> THE REQUEST
Quote verbatim the part of the entries below that opens with their very first line and closes with the line containing "[[318, 130], [278, 130], [269, 179], [310, 178], [318, 141]]", both ends included.

# DATA FOR THIS TASK start

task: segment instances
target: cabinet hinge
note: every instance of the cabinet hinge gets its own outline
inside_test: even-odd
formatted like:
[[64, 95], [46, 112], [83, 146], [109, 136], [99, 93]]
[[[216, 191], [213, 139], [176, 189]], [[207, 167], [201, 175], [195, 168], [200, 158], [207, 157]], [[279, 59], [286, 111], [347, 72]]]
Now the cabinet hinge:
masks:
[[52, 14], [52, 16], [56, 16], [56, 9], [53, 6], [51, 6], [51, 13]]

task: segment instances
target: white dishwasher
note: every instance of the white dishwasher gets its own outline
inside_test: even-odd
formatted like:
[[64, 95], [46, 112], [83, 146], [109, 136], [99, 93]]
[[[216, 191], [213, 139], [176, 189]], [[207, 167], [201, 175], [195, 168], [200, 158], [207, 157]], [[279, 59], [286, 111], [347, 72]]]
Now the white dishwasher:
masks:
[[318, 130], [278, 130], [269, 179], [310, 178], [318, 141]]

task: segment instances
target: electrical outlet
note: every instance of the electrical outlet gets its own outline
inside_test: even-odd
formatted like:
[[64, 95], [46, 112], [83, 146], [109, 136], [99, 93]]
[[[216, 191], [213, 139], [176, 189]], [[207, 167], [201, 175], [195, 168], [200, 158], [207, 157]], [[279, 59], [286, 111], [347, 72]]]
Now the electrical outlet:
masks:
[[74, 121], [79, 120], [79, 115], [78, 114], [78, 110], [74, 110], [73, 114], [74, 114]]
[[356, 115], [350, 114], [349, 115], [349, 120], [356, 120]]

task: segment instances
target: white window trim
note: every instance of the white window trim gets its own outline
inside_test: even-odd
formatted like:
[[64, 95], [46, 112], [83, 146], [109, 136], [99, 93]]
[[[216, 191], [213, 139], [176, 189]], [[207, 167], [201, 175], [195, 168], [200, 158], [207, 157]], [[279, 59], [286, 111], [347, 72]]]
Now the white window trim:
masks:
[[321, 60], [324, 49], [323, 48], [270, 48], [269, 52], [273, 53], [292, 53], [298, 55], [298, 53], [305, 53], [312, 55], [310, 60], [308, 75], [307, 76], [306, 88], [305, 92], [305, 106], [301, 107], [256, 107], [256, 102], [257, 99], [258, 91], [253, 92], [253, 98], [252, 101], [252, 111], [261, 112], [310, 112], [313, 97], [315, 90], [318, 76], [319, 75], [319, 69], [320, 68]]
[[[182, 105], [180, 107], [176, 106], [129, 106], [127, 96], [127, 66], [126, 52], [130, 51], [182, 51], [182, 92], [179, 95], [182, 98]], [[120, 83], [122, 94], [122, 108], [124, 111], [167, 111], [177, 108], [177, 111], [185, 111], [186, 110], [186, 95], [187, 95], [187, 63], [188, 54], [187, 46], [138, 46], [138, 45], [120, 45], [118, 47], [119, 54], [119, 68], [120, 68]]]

# DATA FOR THIS TASK end

> IN RESPONSE
task: segment instances
target: cabinet hinge
note: every instance of the cabinet hinge gets its own outline
inside_test: even-odd
formatted like:
[[64, 95], [46, 112], [83, 146], [109, 136], [99, 93]]
[[[216, 191], [213, 139], [176, 189]], [[207, 167], [201, 175], [195, 168], [200, 158], [207, 157]], [[279, 59], [286, 111], [347, 72]]]
Now the cabinet hinge:
masks:
[[52, 14], [52, 16], [56, 16], [56, 9], [53, 6], [51, 6], [51, 13]]

task: segment instances
target: white dishwasher
note: every instance of the white dishwasher gets its own outline
inside_test: even-odd
formatted like:
[[64, 95], [46, 112], [83, 146], [109, 136], [99, 93]]
[[[216, 191], [213, 139], [176, 189]], [[207, 167], [201, 175], [195, 168], [200, 158], [207, 157]], [[279, 59], [286, 111], [347, 72]]]
Now the white dishwasher:
masks:
[[318, 130], [278, 130], [269, 179], [310, 178], [318, 141]]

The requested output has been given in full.